Voice AI with an Accent
When I arrived at an ESL school in Boston, voice assistants stumbled over my Pakistani-English mash-up: "Sorry, I didn't catch that." Machines weren't alone; professors often needed repeats. That frustration fuels my obsession with accent-inclusive ASR.
Accent bias is quantifiable.
A 2024 ACM content analysis found systematic misconceptions in ASR research, leading models to underperform on "non-standard" English. Bias isn't a vague moral failing; it's a spike in Word Error Rate that maps onto lost users.
Bias extends beyond tech.
Cambridge research this year showed people with working-class UK accents were more likely to be perceived as criminal. Voice prejudice has cultural teeth—and ASR systems can fossilize it at scale.
Design for code-switching.

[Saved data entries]
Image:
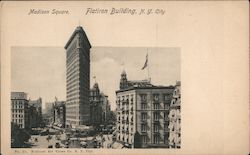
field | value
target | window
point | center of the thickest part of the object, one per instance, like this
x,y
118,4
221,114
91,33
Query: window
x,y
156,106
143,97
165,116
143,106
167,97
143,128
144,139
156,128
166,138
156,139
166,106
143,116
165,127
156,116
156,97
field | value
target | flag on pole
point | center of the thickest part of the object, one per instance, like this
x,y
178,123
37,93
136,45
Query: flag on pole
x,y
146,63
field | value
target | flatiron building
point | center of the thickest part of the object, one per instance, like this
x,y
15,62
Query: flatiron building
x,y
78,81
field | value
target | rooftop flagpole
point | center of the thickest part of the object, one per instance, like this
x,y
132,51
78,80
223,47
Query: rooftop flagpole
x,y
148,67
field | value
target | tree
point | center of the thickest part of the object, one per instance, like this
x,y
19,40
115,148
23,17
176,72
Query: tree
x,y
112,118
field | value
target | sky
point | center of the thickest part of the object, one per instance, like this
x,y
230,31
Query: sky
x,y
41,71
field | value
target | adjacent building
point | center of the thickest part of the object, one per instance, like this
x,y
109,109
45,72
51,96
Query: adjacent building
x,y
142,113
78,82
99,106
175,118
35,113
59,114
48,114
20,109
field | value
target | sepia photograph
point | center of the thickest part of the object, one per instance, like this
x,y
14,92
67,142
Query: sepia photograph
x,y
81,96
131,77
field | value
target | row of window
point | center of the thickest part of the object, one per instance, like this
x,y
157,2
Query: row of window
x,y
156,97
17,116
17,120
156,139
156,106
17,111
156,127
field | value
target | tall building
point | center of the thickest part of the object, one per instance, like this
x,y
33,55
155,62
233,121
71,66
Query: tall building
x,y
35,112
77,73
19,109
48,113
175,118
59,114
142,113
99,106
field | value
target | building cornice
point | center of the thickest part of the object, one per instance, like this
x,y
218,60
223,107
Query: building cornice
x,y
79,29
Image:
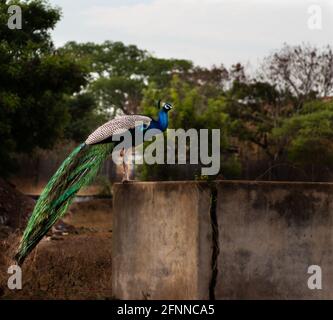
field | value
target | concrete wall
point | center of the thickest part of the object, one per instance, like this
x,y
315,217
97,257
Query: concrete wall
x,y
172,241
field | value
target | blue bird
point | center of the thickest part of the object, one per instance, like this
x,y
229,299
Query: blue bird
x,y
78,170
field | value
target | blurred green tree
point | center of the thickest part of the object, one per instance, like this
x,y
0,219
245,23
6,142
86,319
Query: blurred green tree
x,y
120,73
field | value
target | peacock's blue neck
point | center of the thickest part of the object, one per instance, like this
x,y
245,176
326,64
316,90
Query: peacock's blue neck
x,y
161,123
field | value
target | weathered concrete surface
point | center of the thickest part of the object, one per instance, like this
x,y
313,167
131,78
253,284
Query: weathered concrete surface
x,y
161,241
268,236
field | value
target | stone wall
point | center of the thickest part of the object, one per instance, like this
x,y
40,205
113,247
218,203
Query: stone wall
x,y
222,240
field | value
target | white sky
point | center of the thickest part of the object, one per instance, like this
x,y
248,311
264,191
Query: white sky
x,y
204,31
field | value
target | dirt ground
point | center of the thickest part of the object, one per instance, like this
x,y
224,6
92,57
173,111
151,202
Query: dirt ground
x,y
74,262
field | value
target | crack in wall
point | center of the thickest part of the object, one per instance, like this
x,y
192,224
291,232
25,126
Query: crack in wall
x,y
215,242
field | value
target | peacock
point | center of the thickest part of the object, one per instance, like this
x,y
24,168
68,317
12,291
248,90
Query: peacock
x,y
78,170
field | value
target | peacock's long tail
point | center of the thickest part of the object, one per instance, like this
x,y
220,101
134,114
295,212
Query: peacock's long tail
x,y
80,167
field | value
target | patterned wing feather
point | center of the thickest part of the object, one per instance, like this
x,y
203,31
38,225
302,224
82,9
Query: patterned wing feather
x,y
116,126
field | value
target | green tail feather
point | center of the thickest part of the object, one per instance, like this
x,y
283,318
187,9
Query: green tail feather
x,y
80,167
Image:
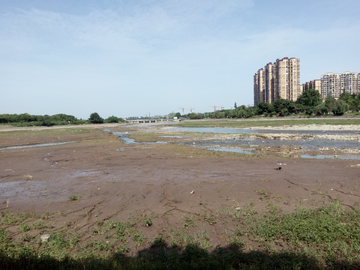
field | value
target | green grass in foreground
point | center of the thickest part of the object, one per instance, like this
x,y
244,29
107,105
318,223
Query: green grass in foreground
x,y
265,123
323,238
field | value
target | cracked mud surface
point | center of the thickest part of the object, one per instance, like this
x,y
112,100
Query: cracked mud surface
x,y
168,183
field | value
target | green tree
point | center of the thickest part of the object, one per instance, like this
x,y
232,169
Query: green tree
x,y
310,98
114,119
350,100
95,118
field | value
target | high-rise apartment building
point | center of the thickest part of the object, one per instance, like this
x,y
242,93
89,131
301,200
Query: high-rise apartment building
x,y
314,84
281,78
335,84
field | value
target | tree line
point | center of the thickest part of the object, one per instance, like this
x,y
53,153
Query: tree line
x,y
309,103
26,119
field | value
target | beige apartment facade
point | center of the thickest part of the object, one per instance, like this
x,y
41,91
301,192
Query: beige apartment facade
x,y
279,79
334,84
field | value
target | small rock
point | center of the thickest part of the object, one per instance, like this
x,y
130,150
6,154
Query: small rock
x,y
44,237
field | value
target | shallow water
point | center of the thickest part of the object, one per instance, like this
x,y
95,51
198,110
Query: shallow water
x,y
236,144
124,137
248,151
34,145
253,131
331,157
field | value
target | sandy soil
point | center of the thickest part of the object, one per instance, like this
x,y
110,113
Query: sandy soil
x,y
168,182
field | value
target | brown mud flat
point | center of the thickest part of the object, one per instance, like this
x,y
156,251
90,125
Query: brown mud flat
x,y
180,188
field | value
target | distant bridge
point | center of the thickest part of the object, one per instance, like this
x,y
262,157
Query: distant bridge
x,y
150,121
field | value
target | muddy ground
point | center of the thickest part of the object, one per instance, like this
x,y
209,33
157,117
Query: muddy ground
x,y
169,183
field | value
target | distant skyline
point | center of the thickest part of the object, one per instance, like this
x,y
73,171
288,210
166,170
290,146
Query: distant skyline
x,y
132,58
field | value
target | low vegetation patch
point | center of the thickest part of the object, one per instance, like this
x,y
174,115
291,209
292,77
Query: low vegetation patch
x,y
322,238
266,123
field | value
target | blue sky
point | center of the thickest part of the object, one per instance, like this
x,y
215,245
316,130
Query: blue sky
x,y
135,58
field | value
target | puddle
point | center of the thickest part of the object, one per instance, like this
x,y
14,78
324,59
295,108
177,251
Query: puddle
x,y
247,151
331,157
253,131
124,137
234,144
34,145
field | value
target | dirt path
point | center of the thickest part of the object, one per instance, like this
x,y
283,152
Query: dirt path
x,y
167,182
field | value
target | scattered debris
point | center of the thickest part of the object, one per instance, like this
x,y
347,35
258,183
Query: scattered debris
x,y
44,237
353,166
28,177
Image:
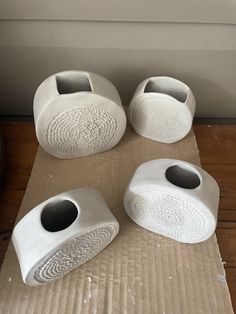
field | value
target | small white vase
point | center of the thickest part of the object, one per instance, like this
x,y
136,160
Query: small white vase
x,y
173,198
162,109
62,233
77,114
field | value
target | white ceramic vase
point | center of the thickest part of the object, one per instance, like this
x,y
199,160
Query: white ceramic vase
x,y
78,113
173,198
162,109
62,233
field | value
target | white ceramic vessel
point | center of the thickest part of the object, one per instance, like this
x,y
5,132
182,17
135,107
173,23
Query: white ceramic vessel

→ Task prompt
Write the next part of the "Voice AI with an Accent" text, starting right after its last line.

→ Answer to this task
In Boston's Haymarket, a single sentence might pivot from Urdu to English to Spanish price haggling. My LLM prototype uses a dual-encoder attention gate that treats language shifts as context windows, not anomalies. Early tests cut WER by 18% on code-switched corpora.
Evaluation must leave the lab.
We beta-tested in noisy T stations—because that's where users actually talk. Success wasn't higher BLEU; it was a tired commuter getting the right train time without yelling.
When voice AI finally greets every user in their own cadence, the "digital divide" shrinks by a few decibels.